## WORK TO COMPLETE
a - From the passage on economic reform, reproduce the text between "3. Modern Financial" and "outpaces regulatory frameworks.", inclusive.
b - Answer these questions using the passage on economic reform:
(i) Which emerging sector is named as an example of growth in automotive manufacturing?
(ii) Which institutions are said to epitomize the asset-light nature of the financial sector?
(iii) Which two financial assets are given as examples in parentheses?

## EXCERPT TO READ
Thus, reform strategies must first anchor themselves in automotive manufacturing’s growth, particularly emerging sectors like new energy vehicles. By systematically elevating manufacturing’s economic share, subsequent structural adjustments can then optimize other industries, achieving comprehensive industrial upgrading with minimized systemic risk (Liu, 2024b). This approach aligns with President Xi’s vision to “deepen synergy and regulatory alignment between the Hengqin-Guangdong-Macao Cooperation Zone and Macao’s economy, ensuring efficient cross-border flows of capital and talent (Yang & Lin, 2025). By scaling signature industry clusters and catalytic flagship projects, the Zone will fulfill its mandate of diversifying Macao’s economy while enhancing residents’ livelihoods.”
3. Modern Financial Sector and the Real Economy: Servicing Productive Sectors as the Core Mandate
3.1 Asset-Light Dynamics and Regulatory Complexities in Finance
While the financial sector plays a pivotal role in economic advancement, its asset-light nature—epitomized by brokerages, microloan firms, and investment entities—introduces systemic vulnerabilities. During market upswings, such institutions generate rapid wealth accumulation, yet their revenue models remain prone to volatility, speculative excess, and high regulatory oversight costs. This fragility stems from their reliance on financial assets (e.g., digital currencies, equities) whose valuations fluctuate with market sentiment, compounded by the breakneck pace of financial innovation that outpaces regulatory frameworks.

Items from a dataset

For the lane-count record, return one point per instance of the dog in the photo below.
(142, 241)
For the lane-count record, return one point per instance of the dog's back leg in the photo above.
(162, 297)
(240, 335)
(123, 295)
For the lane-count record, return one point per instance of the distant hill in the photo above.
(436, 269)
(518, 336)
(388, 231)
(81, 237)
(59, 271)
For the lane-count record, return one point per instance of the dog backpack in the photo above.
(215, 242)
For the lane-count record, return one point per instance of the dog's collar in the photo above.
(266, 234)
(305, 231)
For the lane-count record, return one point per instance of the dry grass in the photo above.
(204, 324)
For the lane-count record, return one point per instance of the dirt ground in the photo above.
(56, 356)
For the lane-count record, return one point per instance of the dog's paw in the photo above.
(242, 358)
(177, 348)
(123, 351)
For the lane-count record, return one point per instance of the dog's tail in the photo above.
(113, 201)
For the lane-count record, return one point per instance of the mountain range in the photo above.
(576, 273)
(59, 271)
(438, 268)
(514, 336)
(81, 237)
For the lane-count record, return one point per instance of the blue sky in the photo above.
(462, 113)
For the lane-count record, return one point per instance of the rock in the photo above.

## FINAL ANSWERS
a -
3. Modern Financial Sector and the Real Economy: Servicing Productive Sectors as the Core Mandate
3.1 Asset-Light Dynamics and Regulatory Complexities in Finance
While the financial sector plays a pivotal role in economic advancement, its asset-light nature—epitomized by brokerages, microloan firms, and investment entities—introduces systemic vulnerabilities. During market upswings, such institutions generate rapid wealth accumulation, yet their revenue models remain prone to volatility, speculative excess, and high regulatory oversight costs. This fragility stems from their reliance on financial assets (e.g., digital currencies, equities) whose valuations fluctuate with market sentiment, compounded by the breakneck pace of financial innovation that outpaces regulatory frameworks.

b -
(i) New energy vehicles.
(ii) Brokerages, microloan firms, and investment entities.
(iii) Digital currencies and equities.